THE REQUEST: Revise the lines from the one containing "[tag] white lower cabinet: a pin per instance" through the last line, inclusive, replacing "granite" with "marble" and keeping everything else unchanged.

[Recorded data]
--

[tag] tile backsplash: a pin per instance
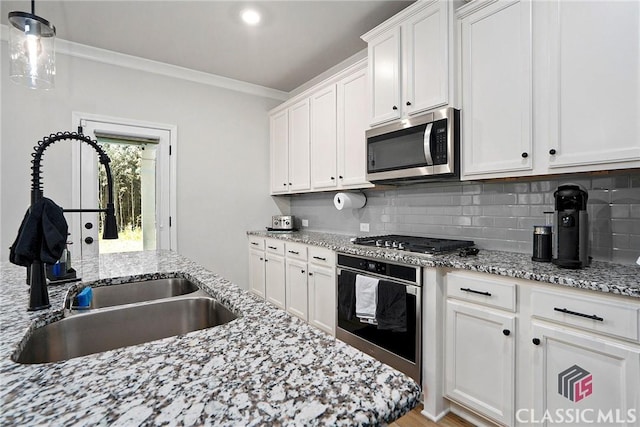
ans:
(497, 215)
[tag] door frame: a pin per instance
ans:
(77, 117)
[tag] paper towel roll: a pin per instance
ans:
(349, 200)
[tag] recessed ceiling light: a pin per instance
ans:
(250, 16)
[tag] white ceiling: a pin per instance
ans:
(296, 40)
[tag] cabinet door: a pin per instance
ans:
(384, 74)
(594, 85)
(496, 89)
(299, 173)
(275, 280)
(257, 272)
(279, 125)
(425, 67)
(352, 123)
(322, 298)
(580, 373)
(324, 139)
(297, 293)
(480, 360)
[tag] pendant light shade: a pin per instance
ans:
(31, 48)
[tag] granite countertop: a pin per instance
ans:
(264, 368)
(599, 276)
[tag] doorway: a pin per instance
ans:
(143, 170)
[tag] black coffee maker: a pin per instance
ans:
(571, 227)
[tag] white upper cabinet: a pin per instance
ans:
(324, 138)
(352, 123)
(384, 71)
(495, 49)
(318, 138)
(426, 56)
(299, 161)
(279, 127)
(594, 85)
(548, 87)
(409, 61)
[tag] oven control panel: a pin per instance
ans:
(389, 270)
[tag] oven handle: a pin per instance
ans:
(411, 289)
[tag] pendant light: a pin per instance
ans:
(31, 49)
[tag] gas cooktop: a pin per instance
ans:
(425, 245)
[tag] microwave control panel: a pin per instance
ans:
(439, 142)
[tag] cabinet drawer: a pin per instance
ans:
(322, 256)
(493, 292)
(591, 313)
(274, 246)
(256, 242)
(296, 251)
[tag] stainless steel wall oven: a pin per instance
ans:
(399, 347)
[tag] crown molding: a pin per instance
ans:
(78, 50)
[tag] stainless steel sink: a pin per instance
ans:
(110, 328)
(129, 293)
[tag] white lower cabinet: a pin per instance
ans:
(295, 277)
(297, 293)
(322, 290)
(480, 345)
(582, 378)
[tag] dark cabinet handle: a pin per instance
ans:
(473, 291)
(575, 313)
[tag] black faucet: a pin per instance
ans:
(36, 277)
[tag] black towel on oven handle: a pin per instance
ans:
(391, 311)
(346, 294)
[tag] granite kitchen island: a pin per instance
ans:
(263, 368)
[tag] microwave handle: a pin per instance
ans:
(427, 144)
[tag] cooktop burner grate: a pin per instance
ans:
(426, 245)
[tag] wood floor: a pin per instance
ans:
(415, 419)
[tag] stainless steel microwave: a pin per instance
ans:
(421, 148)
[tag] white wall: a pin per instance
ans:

--

FULL SOLUTION:
[tag] white lower cabinet: a pin per instance
ans:
(295, 277)
(297, 293)
(322, 290)
(480, 345)
(582, 378)
[tag] dark cabinet handle: a pin per instance
ans:
(473, 291)
(575, 313)
[tag] black faucet: a pin per instance
ans:
(36, 277)
[tag] black towel on oven handle: a pin per instance
ans:
(391, 311)
(346, 294)
[tag] marble kitchen island: a pin per instance
ans:
(263, 368)
[tag] microwave handle: a pin per instance
ans:
(427, 144)
[tag] cooktop burner grate: a pin per instance
ans:
(426, 245)
[tag] wood floor: a pin per instance
ans:
(415, 419)
[tag] stainless steel microwave: a pin per instance
ans:
(421, 148)
[tag] white wall: a pin per instance
ans:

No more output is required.